(WHAT TO PRODUCE): Reproduce the records word for word, apart from the images they contain.

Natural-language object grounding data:
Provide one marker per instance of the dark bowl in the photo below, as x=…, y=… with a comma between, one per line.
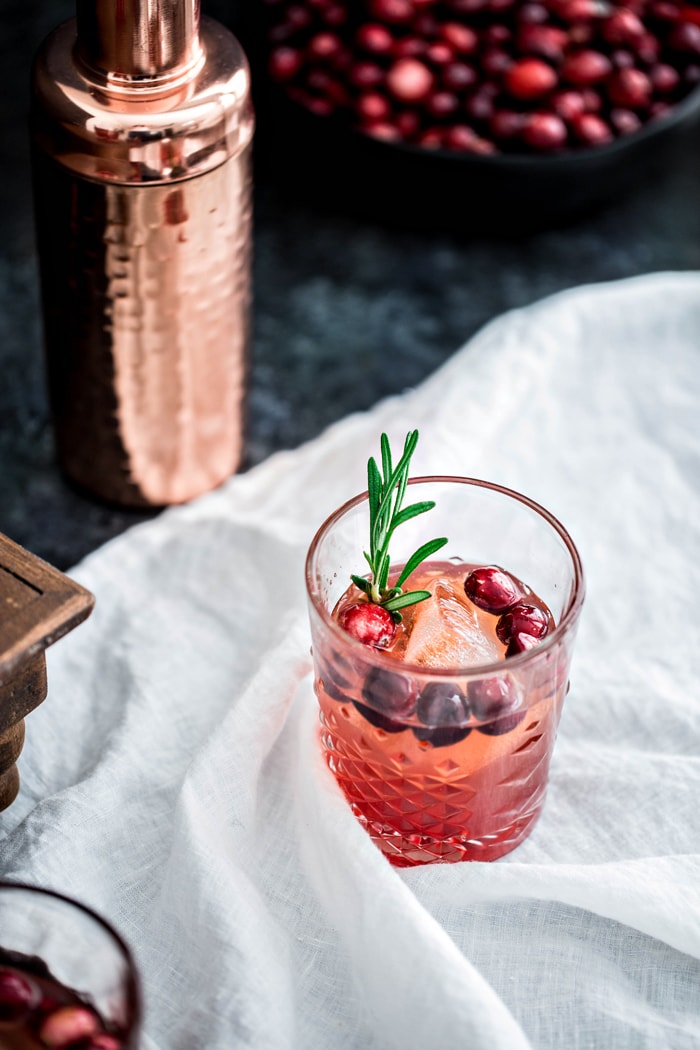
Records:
x=334, y=167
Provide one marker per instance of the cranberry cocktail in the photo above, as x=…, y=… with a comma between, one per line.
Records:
x=440, y=673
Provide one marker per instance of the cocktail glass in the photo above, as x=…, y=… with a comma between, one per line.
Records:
x=63, y=969
x=470, y=790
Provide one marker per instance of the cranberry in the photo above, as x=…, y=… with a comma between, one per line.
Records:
x=592, y=129
x=365, y=75
x=389, y=696
x=624, y=121
x=373, y=106
x=443, y=708
x=507, y=124
x=442, y=104
x=383, y=130
x=461, y=38
x=529, y=79
x=522, y=617
x=495, y=61
x=664, y=78
x=18, y=995
x=67, y=1025
x=491, y=589
x=568, y=104
x=391, y=11
x=284, y=63
x=547, y=41
x=532, y=14
x=459, y=76
x=685, y=37
x=622, y=26
x=409, y=80
x=521, y=644
x=494, y=701
x=375, y=39
x=586, y=66
x=439, y=54
x=324, y=45
x=631, y=88
x=368, y=623
x=545, y=131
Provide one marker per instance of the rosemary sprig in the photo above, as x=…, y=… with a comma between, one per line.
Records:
x=387, y=489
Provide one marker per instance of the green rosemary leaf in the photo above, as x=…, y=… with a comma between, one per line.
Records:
x=425, y=551
x=410, y=597
x=386, y=457
x=411, y=511
x=363, y=584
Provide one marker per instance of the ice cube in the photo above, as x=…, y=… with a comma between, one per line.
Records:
x=446, y=631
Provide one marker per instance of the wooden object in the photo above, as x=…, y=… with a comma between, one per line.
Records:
x=38, y=606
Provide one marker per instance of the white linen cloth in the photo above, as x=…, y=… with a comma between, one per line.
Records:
x=172, y=777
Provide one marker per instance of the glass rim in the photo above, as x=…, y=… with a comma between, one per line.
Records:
x=133, y=992
x=375, y=655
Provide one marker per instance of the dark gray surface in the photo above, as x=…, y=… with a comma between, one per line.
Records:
x=345, y=311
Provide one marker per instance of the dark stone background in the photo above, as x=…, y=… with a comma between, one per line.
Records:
x=346, y=310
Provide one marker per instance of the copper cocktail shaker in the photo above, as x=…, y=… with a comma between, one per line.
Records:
x=142, y=127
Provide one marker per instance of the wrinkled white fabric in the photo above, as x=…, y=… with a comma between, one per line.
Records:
x=172, y=777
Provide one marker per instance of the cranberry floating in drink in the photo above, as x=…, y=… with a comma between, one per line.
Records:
x=440, y=731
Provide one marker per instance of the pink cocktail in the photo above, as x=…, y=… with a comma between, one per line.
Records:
x=442, y=738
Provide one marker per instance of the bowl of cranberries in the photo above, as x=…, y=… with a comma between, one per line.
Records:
x=482, y=112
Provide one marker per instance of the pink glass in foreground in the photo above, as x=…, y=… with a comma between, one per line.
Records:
x=442, y=746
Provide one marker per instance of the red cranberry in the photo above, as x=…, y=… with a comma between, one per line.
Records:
x=495, y=61
x=66, y=1026
x=373, y=107
x=459, y=76
x=439, y=54
x=532, y=14
x=391, y=11
x=521, y=644
x=664, y=78
x=408, y=47
x=524, y=617
x=507, y=124
x=368, y=623
x=462, y=38
x=568, y=104
x=685, y=37
x=443, y=708
x=442, y=104
x=407, y=123
x=591, y=129
x=375, y=39
x=545, y=131
x=624, y=121
x=409, y=80
x=547, y=41
x=622, y=26
x=389, y=695
x=585, y=67
x=529, y=79
x=462, y=138
x=631, y=88
x=324, y=45
x=284, y=63
x=18, y=995
x=491, y=589
x=365, y=75
x=492, y=697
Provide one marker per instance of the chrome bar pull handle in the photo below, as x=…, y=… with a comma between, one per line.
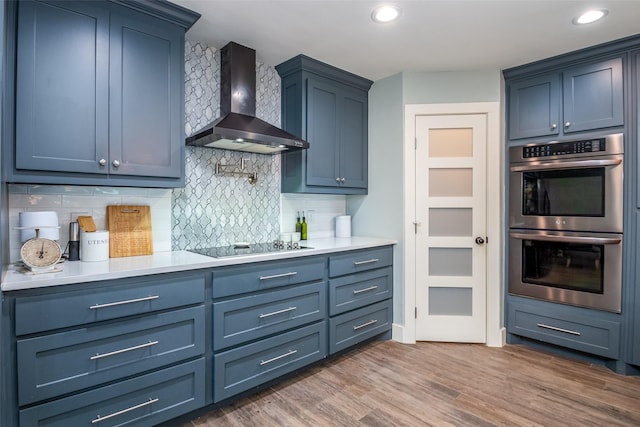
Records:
x=273, y=359
x=369, y=261
x=364, y=325
x=277, y=276
x=554, y=328
x=124, y=350
x=285, y=310
x=370, y=288
x=124, y=411
x=130, y=301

(YOUR RESPONSE):
Provide one marker per instance of the dark bowl in the photo below, as x=…, y=… with a comma between, one per line.
Records:
x=334, y=167
Provide one marker per instance of the cranberry cocktail in the photo above, as x=…, y=… with a comma between, one per line.
Records:
x=440, y=673
Provide one marker per instance of the cocktail glass in the photo above, as x=…, y=… with a comma between, one per line.
Records:
x=63, y=969
x=470, y=790
Provide one marker per instance of the cranberry in the photo above, as x=…, y=… with a comma between, one per line.
Records:
x=592, y=129
x=365, y=75
x=389, y=696
x=624, y=121
x=373, y=106
x=443, y=708
x=507, y=124
x=442, y=104
x=383, y=130
x=461, y=38
x=529, y=79
x=522, y=617
x=495, y=61
x=664, y=78
x=18, y=995
x=67, y=1025
x=491, y=589
x=568, y=104
x=391, y=11
x=284, y=63
x=547, y=41
x=532, y=14
x=459, y=76
x=685, y=37
x=622, y=26
x=409, y=80
x=521, y=644
x=494, y=701
x=375, y=39
x=586, y=66
x=439, y=54
x=324, y=45
x=631, y=88
x=368, y=623
x=545, y=131
Provide one marker per instance of the rosemary sprig in the photo above, as x=…, y=… with a comma between, one per line.
Records:
x=387, y=489
Provide one marker per instance of the green rosemary leaf in the photo above, as x=…, y=… with a comma between, one per line.
Records:
x=425, y=551
x=410, y=597
x=386, y=457
x=411, y=511
x=363, y=584
Provide one marker per instance of the ice cube in the photo above, as x=…, y=… with a comma between, one per line.
Records:
x=446, y=631
Provide one marker per instance of the wooden object in the photo above, as x=…, y=… with a comma between, one per line.
Records:
x=38, y=606
Provide one marker per instance of the white linen cloth in the photo above, as x=…, y=… with a comma between, one per line.
Records:
x=172, y=777
Provide one marker per instance of the glass rim in the photo above, as x=…, y=… with a comma between, one per line.
Records:
x=133, y=992
x=375, y=655
Provide one marker per instance of the dark gray surface in the photo above, as x=…, y=… with a comma between, one per line.
Records:
x=345, y=311
Provide one marker per instance of the dark stone background in the photo above, as x=…, y=… with a comma between, one per line.
Records:
x=346, y=310
Provide one marker per instance of the copper cocktail shaker in the photo above, as x=…, y=… with a comma between, one per line.
Records:
x=142, y=127
Provide one marker per instance of the wrinkled white fabric in the photo above, as x=…, y=… with a comma between, one per line.
Records:
x=172, y=777
Provide one marker per instance of the cranberry floating in drink in the photo above, as x=…, y=… with a comma between, one per line.
Records:
x=440, y=731
Provide one marker per instance of the pink cocktail in the photo above, as x=…, y=… with a comma between, one per line.
Records:
x=442, y=738
Provide one marker per instance of the bowl of cranberries in the photo above, as x=…, y=… with a comma between, one per line.
Records:
x=482, y=112
Provide one marker per instance of the pink glass in foreground in the photo above, as x=…, y=… with a comma between, one per line.
Records:
x=442, y=746
Provide one marker per instance of the red cranberry in the photo above, as x=…, y=… with a comma between, one per line.
Records:
x=495, y=61
x=66, y=1026
x=373, y=107
x=459, y=76
x=439, y=54
x=532, y=14
x=391, y=11
x=521, y=644
x=664, y=78
x=408, y=47
x=524, y=617
x=507, y=124
x=368, y=623
x=462, y=38
x=568, y=104
x=685, y=37
x=443, y=708
x=442, y=104
x=407, y=123
x=591, y=129
x=375, y=39
x=545, y=131
x=624, y=121
x=409, y=80
x=547, y=41
x=622, y=26
x=389, y=695
x=585, y=67
x=529, y=79
x=462, y=138
x=631, y=88
x=324, y=45
x=284, y=63
x=18, y=995
x=491, y=589
x=365, y=75
x=492, y=697
Provide one marker per instance of the chrome bar pull handle in the photo below, as x=…, y=… with a comma between, one per line.
Records:
x=273, y=359
x=369, y=261
x=364, y=325
x=277, y=276
x=554, y=328
x=124, y=350
x=285, y=310
x=370, y=288
x=124, y=411
x=130, y=301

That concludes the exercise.